◆ EXERCISE
Which lines in the listing below contain the word "beach"? Select every one of them and copy each in full.

** Start of THE RECORDS **

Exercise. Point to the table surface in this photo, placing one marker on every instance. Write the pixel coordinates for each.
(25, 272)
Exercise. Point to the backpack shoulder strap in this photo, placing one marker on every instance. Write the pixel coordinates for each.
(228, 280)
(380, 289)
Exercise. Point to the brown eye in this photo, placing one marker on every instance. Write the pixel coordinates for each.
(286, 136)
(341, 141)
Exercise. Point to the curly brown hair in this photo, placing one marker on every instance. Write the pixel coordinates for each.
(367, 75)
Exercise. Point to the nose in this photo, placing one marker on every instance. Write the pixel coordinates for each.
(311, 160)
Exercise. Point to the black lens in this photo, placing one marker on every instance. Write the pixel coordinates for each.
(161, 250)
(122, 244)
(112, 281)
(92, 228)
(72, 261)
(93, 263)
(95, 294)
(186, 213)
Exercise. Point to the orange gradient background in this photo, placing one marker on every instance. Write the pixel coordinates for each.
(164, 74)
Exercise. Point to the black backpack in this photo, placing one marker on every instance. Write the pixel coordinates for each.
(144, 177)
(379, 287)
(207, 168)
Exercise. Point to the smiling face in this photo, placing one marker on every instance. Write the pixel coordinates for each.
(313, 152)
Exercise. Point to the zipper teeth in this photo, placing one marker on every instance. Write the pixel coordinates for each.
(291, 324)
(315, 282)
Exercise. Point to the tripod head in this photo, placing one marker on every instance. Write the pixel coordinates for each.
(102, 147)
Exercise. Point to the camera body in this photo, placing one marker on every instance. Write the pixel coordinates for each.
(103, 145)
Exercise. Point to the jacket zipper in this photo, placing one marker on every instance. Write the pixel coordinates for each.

** End of THE RECORDS **
** Start of THE RECORDS **

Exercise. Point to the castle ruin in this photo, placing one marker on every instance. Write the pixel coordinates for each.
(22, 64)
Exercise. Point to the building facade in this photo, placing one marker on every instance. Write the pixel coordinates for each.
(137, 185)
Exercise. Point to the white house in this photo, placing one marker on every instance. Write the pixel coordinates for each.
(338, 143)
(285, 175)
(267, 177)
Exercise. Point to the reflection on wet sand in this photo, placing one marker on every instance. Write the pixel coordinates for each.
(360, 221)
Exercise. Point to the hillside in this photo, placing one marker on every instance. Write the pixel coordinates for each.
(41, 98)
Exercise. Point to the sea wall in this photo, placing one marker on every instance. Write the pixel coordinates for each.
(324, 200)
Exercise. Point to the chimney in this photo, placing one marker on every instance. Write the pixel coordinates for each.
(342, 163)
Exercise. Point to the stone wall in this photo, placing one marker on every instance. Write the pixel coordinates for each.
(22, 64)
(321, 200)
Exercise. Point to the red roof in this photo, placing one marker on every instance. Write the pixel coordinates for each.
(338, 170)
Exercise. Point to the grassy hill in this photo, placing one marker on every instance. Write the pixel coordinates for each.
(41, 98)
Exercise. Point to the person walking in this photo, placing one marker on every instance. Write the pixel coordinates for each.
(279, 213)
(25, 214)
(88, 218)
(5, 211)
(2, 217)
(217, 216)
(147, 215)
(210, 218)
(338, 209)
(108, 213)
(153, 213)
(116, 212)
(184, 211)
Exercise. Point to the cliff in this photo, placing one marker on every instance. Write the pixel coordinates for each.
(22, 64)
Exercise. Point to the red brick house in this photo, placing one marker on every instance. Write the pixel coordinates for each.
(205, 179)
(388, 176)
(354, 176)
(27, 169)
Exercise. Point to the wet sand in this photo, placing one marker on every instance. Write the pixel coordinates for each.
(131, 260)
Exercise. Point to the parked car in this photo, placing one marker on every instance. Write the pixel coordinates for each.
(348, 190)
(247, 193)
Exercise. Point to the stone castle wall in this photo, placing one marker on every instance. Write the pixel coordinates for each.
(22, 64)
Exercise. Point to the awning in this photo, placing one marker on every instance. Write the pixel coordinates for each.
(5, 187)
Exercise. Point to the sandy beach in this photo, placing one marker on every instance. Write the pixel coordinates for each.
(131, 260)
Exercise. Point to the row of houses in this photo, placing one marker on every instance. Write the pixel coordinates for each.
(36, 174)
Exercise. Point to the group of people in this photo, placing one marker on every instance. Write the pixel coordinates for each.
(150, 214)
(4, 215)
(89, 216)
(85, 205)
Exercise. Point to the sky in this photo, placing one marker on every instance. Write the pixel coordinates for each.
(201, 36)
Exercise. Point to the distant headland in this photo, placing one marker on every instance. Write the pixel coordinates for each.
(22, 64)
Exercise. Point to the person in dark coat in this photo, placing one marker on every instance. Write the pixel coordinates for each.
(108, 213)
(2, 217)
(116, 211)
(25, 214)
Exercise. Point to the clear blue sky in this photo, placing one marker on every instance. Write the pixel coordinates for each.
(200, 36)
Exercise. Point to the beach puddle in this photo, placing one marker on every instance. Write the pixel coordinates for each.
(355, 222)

** End of THE RECORDS **

◆ TASK SOLUTION
Exercise. Point to the sandy beach in this photo, placing one marker on every instance. Write the pixel coordinates for each.
Exercise. Point to the beach puddle in this photo, placing one marker on every instance. Write the pixel coordinates for each.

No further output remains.